Source passage:
** START **

## Abstract

For some theories where the degrees of freedom are tensors of rank 3 or higher, there exist solvable large N limits dominated by the melonic diagrams. Simple examples are provided by models containing one rank 3 tensor in the tri-fundamental representation of the O(N)^{3} symmetry group. When the quartic interaction is assumed to have a special tetrahedral index structure, the coupling constant g must be scaled as N^{−3/2} in the melonic large N limit. In this paper we consider the combinatorics of a large N theory of one fully symmetric and traceless rank-3 tensor with the tetrahedral quartic interaction; this model has a single O(N) symmetry group. We explicitly calculate all the vacuum diagrams up to order g^{8}, as well as some diagrams of higher order, and find that in the large N limit where g^{2}N^{3} is held fixed only the melonic diagrams survive. While some non-melonic diagrams are enhanced in the O(N) symmetric theory compared to the O(N)^{3} one, we have not found any diagrams where this enhancement is strong enough to make them comparable with the melonic ones. Motivated by these results, we conjecture that the model of a real rank-3 symmetric traceless tensor possesses a smooth large N limit where g^{2}N^{3} is held fixed and all the contributing diagrams are melonic. A feature of the symmetric traceless tensor models is that some vacuum diagrams containing odd numbers of vertices are suppressed only by N^{−1/2} relative to the melonic graphs.

** END **

Record list:
** START **

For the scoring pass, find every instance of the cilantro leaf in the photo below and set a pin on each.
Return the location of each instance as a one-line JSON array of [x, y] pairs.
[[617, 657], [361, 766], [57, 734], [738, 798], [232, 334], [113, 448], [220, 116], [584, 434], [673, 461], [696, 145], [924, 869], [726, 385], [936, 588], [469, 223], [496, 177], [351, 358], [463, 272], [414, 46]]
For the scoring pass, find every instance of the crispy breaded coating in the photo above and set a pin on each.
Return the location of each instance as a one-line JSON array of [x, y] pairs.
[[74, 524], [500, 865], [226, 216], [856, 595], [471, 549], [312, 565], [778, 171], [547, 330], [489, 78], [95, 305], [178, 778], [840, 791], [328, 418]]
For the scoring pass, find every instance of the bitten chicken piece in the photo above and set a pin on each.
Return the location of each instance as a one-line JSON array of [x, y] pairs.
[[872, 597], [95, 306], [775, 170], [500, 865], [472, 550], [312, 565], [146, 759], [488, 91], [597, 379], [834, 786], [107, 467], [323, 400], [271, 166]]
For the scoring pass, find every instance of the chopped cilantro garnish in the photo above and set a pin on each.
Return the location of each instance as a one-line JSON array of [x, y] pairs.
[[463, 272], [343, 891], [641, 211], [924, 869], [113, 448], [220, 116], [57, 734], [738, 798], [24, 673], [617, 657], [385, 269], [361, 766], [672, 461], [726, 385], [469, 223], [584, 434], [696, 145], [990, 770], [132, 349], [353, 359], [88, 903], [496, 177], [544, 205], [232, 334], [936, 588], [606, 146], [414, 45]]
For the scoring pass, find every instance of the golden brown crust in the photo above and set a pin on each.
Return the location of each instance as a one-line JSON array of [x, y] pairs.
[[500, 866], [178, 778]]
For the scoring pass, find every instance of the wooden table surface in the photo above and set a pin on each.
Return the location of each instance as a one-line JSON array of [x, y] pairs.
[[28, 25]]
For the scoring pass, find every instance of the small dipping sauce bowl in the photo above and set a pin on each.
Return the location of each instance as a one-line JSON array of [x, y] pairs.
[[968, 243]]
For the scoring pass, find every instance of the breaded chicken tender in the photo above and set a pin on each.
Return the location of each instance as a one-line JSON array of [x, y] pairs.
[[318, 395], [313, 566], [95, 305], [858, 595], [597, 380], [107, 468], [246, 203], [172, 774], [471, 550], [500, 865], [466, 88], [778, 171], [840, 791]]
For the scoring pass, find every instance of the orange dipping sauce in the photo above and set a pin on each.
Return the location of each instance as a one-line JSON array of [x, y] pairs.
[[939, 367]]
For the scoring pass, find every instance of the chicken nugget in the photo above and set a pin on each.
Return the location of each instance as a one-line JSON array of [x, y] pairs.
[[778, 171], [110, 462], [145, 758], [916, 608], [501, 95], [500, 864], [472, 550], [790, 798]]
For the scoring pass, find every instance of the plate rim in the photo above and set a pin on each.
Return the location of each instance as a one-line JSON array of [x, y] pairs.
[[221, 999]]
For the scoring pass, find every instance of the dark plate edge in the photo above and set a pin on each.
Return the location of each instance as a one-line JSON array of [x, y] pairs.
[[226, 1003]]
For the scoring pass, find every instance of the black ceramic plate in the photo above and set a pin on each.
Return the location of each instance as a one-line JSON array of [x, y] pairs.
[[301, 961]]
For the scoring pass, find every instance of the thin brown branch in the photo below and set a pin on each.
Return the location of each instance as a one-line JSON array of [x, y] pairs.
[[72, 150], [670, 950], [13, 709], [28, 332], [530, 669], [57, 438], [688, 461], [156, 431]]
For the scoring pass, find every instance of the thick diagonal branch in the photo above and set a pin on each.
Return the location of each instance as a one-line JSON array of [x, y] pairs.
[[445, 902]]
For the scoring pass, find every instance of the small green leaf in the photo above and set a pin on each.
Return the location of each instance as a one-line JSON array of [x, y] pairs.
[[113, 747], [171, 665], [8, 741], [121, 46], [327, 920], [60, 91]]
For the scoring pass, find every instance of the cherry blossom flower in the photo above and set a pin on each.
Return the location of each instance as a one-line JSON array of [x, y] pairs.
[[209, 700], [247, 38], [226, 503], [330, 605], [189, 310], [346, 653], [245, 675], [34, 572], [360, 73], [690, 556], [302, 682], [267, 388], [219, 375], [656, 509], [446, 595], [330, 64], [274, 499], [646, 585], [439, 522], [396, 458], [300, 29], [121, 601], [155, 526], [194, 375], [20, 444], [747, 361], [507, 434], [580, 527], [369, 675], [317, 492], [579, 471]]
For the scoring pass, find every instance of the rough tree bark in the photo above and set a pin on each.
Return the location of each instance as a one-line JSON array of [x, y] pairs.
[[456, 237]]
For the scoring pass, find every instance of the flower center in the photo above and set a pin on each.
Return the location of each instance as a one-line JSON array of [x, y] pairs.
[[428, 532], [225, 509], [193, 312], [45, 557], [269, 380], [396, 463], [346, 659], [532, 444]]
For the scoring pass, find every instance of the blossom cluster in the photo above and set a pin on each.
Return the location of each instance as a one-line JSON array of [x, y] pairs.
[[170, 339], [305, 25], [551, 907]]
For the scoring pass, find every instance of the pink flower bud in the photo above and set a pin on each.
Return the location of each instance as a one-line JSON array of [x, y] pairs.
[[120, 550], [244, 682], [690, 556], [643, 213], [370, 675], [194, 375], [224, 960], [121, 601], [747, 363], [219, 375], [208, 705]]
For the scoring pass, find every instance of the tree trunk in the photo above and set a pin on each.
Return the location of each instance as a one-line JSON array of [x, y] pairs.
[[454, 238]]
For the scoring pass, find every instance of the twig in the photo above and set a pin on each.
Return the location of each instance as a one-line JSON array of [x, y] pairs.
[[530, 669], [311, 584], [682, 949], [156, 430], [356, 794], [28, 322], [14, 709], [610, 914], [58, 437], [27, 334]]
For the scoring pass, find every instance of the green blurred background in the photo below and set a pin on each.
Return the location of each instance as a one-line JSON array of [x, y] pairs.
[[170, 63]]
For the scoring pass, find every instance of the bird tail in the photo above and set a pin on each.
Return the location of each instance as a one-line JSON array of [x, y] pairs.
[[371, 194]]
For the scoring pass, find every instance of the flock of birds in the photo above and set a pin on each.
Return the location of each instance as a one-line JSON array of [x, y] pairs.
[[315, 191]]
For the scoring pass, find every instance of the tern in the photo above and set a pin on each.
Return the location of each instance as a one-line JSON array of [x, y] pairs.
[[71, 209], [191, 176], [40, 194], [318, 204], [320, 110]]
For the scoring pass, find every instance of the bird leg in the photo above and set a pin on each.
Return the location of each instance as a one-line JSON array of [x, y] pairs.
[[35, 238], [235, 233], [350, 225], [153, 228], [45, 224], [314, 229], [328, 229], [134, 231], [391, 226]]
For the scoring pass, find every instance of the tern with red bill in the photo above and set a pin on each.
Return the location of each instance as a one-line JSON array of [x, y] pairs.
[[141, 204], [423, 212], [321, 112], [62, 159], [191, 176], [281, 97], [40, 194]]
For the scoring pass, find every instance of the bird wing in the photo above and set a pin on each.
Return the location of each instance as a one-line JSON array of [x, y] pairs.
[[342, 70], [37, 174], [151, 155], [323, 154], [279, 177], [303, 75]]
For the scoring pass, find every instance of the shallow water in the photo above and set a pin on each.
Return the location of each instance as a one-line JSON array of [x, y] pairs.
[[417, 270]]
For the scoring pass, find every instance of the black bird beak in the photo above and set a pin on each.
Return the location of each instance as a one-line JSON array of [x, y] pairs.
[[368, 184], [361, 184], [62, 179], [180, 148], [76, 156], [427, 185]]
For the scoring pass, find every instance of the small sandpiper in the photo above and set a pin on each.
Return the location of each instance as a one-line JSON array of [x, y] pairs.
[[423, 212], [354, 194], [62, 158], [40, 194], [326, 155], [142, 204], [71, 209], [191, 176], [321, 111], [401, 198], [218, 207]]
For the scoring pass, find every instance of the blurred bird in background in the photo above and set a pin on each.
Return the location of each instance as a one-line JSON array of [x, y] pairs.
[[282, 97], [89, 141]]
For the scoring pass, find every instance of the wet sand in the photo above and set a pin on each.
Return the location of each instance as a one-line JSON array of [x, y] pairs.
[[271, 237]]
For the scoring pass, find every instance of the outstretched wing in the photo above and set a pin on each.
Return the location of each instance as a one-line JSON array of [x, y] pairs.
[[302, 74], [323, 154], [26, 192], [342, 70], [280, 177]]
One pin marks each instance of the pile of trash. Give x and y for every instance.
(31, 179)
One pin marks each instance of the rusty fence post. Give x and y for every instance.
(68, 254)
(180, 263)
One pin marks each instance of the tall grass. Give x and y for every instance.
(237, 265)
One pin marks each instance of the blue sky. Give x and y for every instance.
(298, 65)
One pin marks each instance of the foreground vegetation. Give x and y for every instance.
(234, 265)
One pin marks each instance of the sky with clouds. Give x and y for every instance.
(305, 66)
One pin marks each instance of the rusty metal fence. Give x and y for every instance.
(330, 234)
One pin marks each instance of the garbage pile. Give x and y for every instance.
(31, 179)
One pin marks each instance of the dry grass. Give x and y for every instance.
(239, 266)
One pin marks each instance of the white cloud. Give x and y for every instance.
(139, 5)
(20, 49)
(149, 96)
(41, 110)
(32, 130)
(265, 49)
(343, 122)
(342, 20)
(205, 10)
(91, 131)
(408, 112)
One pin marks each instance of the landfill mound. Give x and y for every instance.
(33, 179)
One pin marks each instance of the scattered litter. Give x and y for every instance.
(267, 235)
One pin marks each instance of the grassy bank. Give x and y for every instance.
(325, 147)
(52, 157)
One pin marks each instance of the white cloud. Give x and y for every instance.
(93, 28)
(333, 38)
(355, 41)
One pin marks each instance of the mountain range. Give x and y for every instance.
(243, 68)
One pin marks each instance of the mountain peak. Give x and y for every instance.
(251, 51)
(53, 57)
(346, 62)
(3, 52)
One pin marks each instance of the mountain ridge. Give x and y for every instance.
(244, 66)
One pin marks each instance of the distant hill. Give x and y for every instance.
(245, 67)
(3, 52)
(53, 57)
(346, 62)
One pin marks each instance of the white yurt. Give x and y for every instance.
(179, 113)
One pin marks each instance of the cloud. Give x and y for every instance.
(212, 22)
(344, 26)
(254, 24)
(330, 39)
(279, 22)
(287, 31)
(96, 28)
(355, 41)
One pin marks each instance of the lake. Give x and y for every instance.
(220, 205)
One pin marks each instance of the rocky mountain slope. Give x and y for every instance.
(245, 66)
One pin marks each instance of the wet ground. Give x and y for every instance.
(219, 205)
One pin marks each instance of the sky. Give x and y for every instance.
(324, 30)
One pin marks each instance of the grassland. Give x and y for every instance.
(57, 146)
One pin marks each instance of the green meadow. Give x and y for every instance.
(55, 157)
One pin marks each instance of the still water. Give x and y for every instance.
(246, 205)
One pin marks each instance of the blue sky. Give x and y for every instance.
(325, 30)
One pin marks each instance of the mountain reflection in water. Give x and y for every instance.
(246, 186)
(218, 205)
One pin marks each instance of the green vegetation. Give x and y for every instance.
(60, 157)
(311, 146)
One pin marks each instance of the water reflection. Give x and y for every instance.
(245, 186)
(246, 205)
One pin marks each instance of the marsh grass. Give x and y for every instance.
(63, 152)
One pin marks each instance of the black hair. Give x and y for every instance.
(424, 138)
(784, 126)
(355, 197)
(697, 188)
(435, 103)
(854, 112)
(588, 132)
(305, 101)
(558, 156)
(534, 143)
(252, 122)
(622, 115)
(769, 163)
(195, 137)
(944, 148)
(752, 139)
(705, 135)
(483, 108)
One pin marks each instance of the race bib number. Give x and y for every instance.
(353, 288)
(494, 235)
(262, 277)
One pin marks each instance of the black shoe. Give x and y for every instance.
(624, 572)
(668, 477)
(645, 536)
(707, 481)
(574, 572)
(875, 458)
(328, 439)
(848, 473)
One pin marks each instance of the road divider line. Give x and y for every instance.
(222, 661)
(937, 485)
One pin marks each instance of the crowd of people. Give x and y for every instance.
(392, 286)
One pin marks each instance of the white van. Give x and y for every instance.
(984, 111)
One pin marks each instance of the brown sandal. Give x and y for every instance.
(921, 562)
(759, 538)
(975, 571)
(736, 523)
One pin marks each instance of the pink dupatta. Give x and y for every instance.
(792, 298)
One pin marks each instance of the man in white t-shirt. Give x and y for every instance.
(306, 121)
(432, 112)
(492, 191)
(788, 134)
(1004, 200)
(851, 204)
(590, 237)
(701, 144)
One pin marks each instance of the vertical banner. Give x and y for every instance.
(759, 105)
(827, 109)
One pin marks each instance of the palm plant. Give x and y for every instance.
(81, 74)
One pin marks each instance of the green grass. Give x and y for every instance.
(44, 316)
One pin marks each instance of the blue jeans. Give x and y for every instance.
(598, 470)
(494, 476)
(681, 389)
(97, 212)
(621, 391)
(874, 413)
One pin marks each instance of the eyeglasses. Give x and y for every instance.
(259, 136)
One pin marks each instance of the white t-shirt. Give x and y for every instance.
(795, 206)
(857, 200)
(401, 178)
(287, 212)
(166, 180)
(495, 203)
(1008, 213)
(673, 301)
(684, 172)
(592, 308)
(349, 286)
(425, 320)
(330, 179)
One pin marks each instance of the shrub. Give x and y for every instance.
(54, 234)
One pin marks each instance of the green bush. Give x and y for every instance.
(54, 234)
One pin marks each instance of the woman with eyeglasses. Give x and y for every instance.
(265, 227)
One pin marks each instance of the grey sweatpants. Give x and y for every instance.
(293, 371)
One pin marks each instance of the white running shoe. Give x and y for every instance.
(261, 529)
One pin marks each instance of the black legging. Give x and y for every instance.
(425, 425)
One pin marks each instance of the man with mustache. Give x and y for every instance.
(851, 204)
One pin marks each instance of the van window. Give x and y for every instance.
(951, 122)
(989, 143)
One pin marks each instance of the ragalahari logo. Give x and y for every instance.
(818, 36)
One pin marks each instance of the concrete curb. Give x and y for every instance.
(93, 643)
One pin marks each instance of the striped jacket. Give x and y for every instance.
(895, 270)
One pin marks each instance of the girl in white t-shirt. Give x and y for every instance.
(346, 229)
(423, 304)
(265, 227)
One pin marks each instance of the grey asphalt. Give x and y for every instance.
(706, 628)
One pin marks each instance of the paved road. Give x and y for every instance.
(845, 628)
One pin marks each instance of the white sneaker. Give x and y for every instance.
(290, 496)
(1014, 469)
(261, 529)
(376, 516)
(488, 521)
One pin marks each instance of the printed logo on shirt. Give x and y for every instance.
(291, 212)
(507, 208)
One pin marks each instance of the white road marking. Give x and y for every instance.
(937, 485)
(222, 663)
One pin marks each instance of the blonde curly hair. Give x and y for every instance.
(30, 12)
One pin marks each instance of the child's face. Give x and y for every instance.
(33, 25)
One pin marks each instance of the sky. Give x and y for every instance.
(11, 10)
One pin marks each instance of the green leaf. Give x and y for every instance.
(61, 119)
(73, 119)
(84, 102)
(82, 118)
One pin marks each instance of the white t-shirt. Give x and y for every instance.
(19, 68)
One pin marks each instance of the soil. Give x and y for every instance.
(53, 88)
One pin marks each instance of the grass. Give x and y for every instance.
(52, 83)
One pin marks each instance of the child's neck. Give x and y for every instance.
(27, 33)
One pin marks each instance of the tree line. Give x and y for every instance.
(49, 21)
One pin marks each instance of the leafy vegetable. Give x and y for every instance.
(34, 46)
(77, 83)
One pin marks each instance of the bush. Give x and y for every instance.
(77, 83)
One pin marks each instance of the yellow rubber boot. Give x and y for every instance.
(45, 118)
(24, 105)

** END **

Written exercise 1: Decide whether each statement agrees with the tensor-model abstract, answering yes or no and quoting the words from the abstract that settle it: (a) the model of one fully symmetric traceless rank-3 tensor has a single O(N) symmetry group; (b) the authors found non-melonic diagrams enhanced enough to be comparable with the melonic ones; (c) the vacuum diagrams were all calculated explicitly only up to order g^6.
Written exercise 2: Please explain in one to three sentences why the tensor-model abstract conjectures a smooth large N limit in which all contributing diagrams are melonic.
The data on this page come from a separate source.

Exercise solution 1:
(a) Yes: "this model has a single O(N) symmetry group"
(b) No: "we have not found any diagrams where this enhancement is strong enough to make them comparable with the melonic ones"
(c) No: "We explicitly calculate all the vacuum diagrams up to order g^{8}"

Exercise solution 2: The conjecture rests on the authors' explicit calculations. They computed all vacuum diagrams up to order g^8, plus some of higher order, and found that only melonic diagrams survive when g^2N^3 is held fixed. Some non-melonic diagrams are enhanced in this model, but none of them were found to be enhanced enough to match the melonic ones.